Testo di partenza -
Litigano al bar con gli amici di due ragazze cui avevano fatto degli apprezzamenti, poi organizzano una spedizione punitiva prendendoli a bastonate e mazzate. Sono stati identificati dalla Polizia di Stato di Novara che ieri mattina, 12 maggio, ha eseguito tre misure cautelari non detentive (per una quarta persona non è stato possibile procedere in quanto l’indagato risulta irreperibile) nei confronti di altrettanti trentenni albanesi abitanti fra Novara e provincia, accusati di lesioni e minacce. I quattro, sottoposti all’obbligo di firma e di dimora nel Comune di residenza, e al divieto di uscire la notte, sono stati individuati come responsabili di una brutale aggressione nei confronti di tre persone, due cittadini di origini kosovare e uno di origine marocchina, anche loro residenti a Novara.
Il tutto avrebbe avuto origine i primi giorni di gennaio per un banale diverbio avvenuto in un noto bar del centro di Novara. Già da un primo momento, dopo il diverbio sugli apprezzamenti alle ragazze, era chiara l’intenzione degli albanesi di passare subito alle vie di fatto, ma il tentativo è stato interrotto dall’intenzione di una delle vittime di chiamare la polizia. Il giorno successivo, con uno stratagemma, ossia con la scusa di un incontro chiarificatore, i quattro avrebbero fissato un appuntamento con le vittime in un luogo appartato alla periferia del capoluogo. Una volta giunti sul posto, le vittime sono cadute in un vero e proprio agguato, aggredite brutalmente con tirapugni, bastoni e mazze ferrate. Ad averne la peggio un ragazzo kosovaro che ha riportato circa 80 giorni di malattia a seguito di un colpo al volto sferrato con un tirapugni, che gli ha provocato la frattura della mascella. Gli altri due, invece, hanno avuto lesioni più lievi.

Attività A - Riporta parola per parola il pezzo del testo che comincia con le parole contenenti "Litigano al bar" e finisce con "residenti a Novara.".
Attività B - Secondo il testo, perché al bar gli albanesi non sono passati subito alle vie di fatto? Spiegalo in una, due o tre frasi.
I dati qui sotto non servono a niente in questo caso.

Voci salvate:
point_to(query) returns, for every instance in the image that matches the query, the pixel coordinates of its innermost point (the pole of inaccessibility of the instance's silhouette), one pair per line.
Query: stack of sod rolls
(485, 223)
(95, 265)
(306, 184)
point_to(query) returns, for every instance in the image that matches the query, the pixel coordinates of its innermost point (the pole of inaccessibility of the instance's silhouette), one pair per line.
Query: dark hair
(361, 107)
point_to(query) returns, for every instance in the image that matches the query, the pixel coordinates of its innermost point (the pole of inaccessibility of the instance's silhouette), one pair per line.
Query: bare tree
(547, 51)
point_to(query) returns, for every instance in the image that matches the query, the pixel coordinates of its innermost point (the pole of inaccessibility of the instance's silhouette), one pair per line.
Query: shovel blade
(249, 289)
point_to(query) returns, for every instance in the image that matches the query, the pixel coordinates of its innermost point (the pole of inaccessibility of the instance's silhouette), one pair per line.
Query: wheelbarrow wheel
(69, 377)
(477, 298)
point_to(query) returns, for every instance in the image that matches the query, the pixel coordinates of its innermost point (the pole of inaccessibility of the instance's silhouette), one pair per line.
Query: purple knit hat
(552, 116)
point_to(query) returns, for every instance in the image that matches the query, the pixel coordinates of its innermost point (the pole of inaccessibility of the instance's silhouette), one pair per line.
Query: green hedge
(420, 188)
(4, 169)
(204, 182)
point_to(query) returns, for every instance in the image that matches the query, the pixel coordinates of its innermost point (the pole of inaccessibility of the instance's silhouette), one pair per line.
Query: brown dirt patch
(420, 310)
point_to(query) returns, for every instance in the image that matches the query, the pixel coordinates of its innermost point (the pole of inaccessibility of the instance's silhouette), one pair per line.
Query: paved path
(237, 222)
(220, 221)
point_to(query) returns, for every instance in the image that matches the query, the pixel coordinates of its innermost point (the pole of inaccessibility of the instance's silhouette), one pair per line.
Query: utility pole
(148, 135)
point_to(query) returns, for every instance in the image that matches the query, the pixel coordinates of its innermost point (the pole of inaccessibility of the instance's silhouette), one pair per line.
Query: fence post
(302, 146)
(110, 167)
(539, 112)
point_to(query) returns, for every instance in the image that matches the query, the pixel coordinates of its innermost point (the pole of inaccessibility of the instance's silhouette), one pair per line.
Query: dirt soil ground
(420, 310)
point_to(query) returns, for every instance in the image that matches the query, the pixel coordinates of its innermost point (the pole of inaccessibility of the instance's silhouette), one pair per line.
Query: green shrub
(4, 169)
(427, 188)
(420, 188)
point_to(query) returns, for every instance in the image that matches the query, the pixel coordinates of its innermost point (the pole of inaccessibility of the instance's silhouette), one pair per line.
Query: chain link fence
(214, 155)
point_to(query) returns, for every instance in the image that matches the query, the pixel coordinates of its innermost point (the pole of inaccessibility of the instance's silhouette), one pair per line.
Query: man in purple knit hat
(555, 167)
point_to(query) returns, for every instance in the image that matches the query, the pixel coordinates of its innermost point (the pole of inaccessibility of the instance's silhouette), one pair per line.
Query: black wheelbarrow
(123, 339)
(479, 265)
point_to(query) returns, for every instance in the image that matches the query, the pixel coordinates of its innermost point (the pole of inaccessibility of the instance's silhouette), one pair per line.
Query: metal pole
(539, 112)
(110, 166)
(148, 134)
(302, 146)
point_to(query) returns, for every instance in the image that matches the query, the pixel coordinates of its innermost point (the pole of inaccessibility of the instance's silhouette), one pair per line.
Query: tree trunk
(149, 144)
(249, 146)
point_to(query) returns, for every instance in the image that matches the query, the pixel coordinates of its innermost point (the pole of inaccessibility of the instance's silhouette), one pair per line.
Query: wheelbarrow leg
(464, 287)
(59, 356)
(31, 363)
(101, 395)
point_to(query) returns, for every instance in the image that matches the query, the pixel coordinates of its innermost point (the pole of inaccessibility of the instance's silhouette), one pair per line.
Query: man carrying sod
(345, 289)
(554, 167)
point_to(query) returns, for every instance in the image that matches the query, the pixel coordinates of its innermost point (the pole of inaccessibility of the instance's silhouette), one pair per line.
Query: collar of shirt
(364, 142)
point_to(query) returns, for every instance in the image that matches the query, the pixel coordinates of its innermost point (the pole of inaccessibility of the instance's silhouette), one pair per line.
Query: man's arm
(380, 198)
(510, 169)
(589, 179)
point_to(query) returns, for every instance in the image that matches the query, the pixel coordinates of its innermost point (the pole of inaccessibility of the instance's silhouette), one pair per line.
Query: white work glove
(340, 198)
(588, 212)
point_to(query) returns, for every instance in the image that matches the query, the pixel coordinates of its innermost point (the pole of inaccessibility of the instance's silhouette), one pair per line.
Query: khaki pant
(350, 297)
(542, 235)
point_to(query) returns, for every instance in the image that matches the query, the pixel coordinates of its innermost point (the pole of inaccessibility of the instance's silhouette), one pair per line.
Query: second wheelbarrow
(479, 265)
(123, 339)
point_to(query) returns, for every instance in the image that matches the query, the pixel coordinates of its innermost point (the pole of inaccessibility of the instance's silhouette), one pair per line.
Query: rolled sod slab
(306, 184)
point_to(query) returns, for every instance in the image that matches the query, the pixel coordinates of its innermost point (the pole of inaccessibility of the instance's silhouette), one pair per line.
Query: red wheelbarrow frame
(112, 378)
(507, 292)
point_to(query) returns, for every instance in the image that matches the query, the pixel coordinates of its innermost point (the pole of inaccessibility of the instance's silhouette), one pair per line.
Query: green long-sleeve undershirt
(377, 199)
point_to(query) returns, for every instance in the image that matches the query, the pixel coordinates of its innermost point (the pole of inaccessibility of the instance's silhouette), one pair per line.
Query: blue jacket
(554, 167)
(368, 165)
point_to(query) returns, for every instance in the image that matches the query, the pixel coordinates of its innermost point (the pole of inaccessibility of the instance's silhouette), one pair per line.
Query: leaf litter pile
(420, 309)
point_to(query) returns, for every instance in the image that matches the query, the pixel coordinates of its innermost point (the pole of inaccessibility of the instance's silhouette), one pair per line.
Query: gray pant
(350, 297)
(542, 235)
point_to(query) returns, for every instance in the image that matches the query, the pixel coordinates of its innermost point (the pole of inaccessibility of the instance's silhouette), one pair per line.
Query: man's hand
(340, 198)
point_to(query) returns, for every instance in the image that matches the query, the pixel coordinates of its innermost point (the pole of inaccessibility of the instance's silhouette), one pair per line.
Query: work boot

Risposta A -
Litigano al bar con gli amici di due ragazze cui avevano fatto degli apprezzamenti, poi organizzano una spedizione punitiva prendendoli a bastonate e mazzate. Sono stati identificati dalla Polizia di Stato di Novara che ieri mattina, 12 maggio, ha eseguito tre misure cautelari non detentive (per una quarta persona non è stato possibile procedere in quanto l’indagato risulta irreperibile) nei confronti di altrettanti trentenni albanesi abitanti fra Novara e provincia, accusati di lesioni e minacce. I quattro, sottoposti all’obbligo di firma e di dimora nel Comune di residenza, e al divieto di uscire la notte, sono stati individuati come responsabili di una brutale aggressione nei confronti di tre persone, due cittadini di origini kosovare e uno di origine marocchina, anche loro residenti a Novara.

Risposta B - Il loro tentativo si è interrotto perché una delle vittime aveva intenzione di chiamare la polizia.